(ТЕКСТОВЫЙ БЛОК):

Анна Трубачёва. «Вырастить хорошего человека»

Боль • Анна Трубачёва
«Помню, надавали мне во дворе. Лет тринадцать было. Прихожу, плачу, а вы телевизор смотрите. Сидя в своей комнате, я слышала, как вы обсуждали уродливость этого мира. Почему вы не поговорили со мной?» Журналист Анна Трубачёва записывает телефонные разговоры, чтобы разобраться, поймут ли когда-нибудь друг друга советские родители и новые белорусские дети.

«Помню, надавали мне во дворе. Лет тринадцать было. Прихожу, плачу, а вы телевизор смотрите. Сидя в своей комнате, я слышала, как вы обсуждали уродливость этого мира. Почему вы не поговорили со мной?» Журналист Анна Трубачёва записывает телефонные разговоры, чтобы разобраться, поймут ли когда-нибудь друг друга советские родители и новые белорусские дети.

(ЦЕЛЬ ЗАДАНИЯ): Напишите продолжение текста о телефонных разговорах советских родителей и новых белорусских детей, начав сразу после его последнего предложения.

(ПОКАЗАННЫЕ СВЕДЕНИЯ):
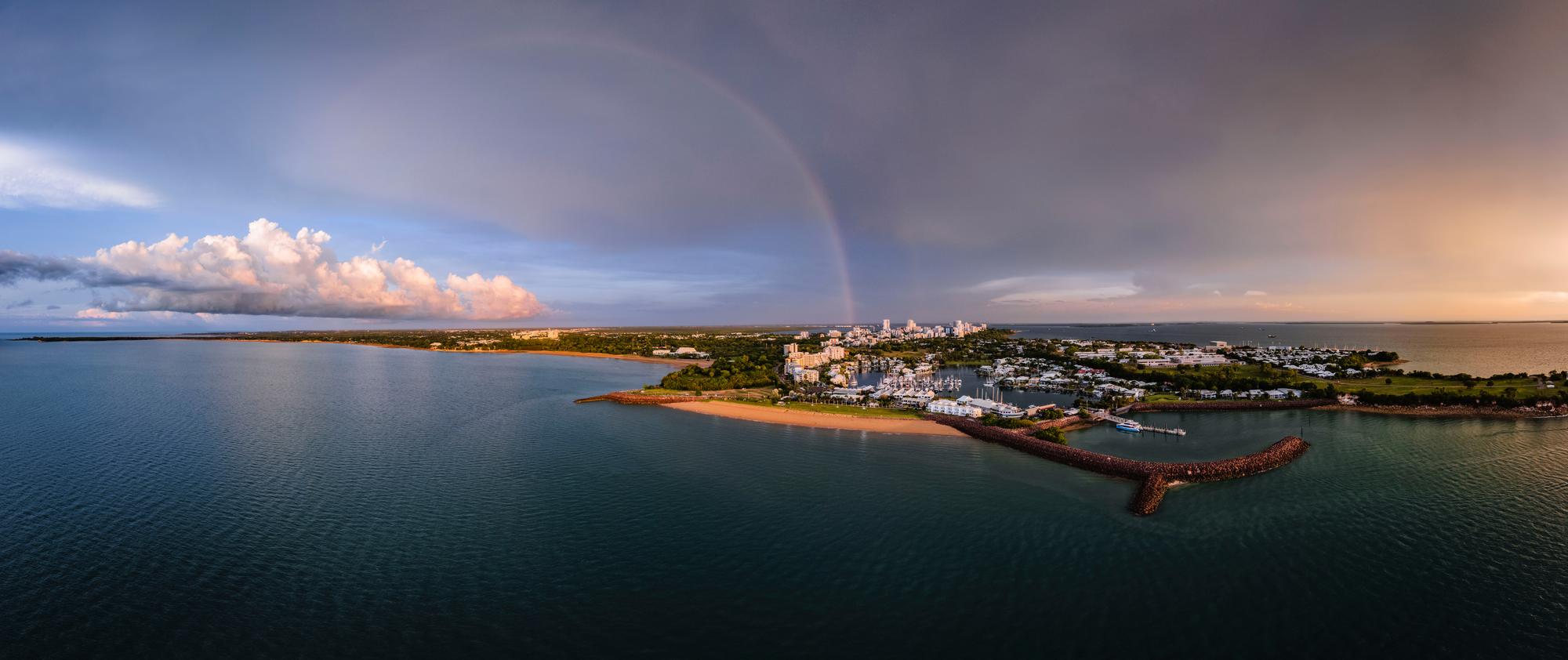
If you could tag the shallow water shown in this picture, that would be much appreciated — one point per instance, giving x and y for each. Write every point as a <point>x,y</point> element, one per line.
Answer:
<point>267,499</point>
...
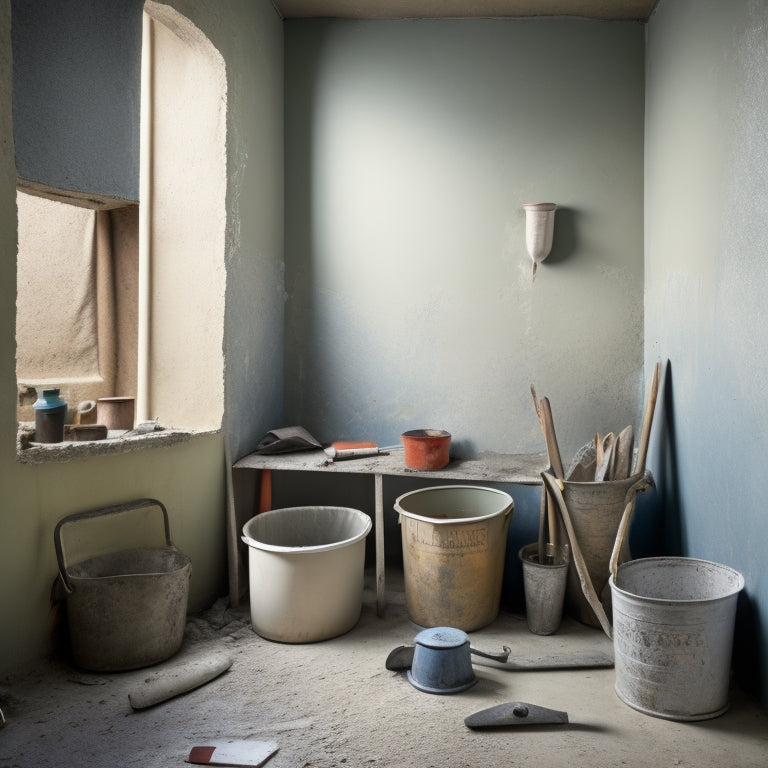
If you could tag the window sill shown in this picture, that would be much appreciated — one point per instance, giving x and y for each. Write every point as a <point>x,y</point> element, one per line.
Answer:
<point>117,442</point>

(ИТОГ УПРАЖНЕНИЯ):
- Хорошо, что ты трубку подняла, а не папа. В общем, я это… Звоню, чтобы попросить прощения и… Прости, я очень волнуюсь. Нет, ничего страшного не случилось, но я больше не могу так. Я хочу, чтобы вы простили меня, чтобы сказали мне, что я ни в чем не виновата. Я живу с постоянным чувством вины, с ощущением, что я все делаю недостаточно хорошо, что я недостойна вообще что-либо делать.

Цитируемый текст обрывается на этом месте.